• [CHALLENGE]
Report every line below that contains the word "field", copying each such line in full, and treat uppercase and lowercase letters as different.

• [RECORDS FOR THIS TASK]
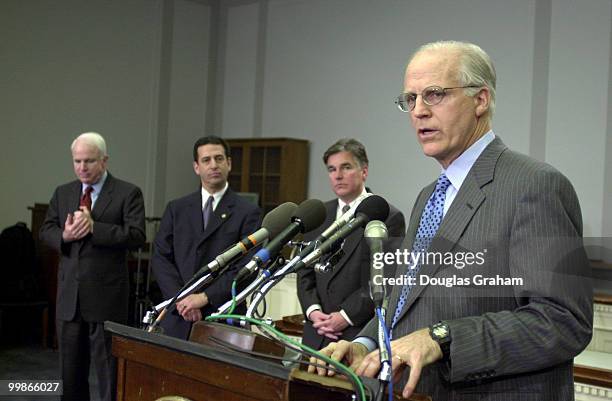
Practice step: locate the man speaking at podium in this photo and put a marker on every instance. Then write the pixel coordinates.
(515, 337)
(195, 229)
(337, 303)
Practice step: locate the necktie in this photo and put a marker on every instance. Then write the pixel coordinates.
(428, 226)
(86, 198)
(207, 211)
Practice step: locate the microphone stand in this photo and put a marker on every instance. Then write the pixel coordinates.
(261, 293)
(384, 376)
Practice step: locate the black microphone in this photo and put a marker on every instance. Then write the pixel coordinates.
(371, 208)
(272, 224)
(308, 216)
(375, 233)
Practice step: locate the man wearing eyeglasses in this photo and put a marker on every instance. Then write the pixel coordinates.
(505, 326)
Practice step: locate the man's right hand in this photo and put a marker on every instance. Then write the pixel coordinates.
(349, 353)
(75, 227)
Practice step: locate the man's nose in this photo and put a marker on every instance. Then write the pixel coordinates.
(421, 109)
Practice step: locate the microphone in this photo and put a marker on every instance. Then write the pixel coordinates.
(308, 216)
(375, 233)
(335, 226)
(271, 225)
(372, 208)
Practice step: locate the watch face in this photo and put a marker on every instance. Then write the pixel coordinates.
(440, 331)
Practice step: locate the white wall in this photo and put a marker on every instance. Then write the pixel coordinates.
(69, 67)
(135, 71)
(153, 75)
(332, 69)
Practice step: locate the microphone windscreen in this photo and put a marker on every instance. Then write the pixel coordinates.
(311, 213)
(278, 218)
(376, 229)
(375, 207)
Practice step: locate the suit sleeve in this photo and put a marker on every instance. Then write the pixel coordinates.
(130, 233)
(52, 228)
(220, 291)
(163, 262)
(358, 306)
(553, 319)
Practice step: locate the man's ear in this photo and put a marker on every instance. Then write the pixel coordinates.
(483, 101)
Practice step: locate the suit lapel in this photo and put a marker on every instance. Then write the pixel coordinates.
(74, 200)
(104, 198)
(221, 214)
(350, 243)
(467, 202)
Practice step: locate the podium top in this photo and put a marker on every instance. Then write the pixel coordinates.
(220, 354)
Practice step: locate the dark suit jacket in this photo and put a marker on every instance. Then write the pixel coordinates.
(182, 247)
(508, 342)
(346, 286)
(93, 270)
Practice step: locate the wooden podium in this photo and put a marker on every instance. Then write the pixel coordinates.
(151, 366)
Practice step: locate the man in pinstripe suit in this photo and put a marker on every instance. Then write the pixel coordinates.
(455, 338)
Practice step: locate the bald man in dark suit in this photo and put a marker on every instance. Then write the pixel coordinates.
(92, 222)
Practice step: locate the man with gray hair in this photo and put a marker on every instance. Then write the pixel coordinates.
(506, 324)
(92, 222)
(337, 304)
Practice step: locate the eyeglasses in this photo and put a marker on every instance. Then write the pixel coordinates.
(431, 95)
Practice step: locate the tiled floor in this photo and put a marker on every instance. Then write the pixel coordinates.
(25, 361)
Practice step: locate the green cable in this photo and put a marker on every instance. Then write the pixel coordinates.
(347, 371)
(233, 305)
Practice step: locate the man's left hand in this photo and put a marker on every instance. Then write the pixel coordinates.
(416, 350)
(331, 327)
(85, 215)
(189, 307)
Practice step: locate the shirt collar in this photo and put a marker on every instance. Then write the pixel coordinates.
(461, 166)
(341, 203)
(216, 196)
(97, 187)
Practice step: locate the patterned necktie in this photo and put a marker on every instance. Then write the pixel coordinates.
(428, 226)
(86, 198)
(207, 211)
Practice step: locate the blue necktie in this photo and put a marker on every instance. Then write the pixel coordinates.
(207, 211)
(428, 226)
...
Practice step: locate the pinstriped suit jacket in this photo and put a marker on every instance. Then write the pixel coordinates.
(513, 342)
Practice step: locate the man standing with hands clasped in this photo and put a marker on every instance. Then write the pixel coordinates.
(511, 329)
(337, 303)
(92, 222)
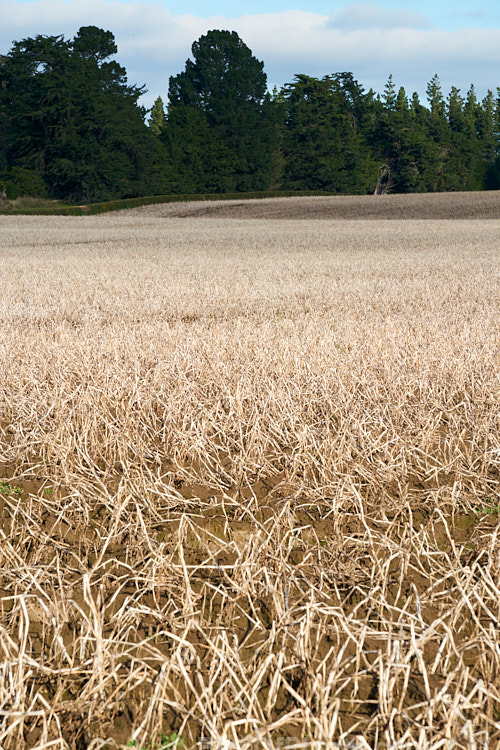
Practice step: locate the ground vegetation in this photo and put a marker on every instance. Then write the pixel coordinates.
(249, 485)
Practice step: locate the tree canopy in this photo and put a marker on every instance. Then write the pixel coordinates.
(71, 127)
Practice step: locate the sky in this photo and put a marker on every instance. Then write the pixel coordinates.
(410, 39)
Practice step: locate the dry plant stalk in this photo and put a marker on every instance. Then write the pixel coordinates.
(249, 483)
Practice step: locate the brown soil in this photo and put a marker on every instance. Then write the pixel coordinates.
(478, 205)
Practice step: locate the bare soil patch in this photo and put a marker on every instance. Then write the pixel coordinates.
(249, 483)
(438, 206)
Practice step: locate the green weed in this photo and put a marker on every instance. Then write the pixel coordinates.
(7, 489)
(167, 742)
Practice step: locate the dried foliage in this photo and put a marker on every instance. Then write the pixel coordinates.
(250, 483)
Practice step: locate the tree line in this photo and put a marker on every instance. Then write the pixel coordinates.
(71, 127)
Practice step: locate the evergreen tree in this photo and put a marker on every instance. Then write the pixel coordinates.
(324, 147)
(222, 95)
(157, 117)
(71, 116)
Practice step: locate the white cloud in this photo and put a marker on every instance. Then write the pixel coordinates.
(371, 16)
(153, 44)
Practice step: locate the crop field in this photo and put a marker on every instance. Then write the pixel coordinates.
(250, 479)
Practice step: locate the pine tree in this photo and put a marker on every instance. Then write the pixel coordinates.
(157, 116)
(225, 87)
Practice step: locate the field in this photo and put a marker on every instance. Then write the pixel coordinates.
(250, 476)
...
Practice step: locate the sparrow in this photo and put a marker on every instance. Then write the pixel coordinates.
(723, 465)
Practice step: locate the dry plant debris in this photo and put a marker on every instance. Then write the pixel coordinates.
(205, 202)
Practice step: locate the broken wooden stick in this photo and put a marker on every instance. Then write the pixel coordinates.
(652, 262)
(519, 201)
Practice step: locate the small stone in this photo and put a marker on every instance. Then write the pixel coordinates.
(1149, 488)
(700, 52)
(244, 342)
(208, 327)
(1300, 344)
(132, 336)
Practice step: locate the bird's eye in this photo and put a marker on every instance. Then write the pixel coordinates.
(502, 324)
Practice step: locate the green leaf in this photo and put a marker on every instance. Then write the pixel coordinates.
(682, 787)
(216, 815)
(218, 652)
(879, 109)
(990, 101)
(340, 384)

• [SOLUTION TO THIS EXERCISE]
Practice step: locate the crop field in this photo and put a marker on every instance. Then write the pixel coordinates.
Practice step: locate the field in this photo and put a marker on every instance. Then write the pixel coordinates.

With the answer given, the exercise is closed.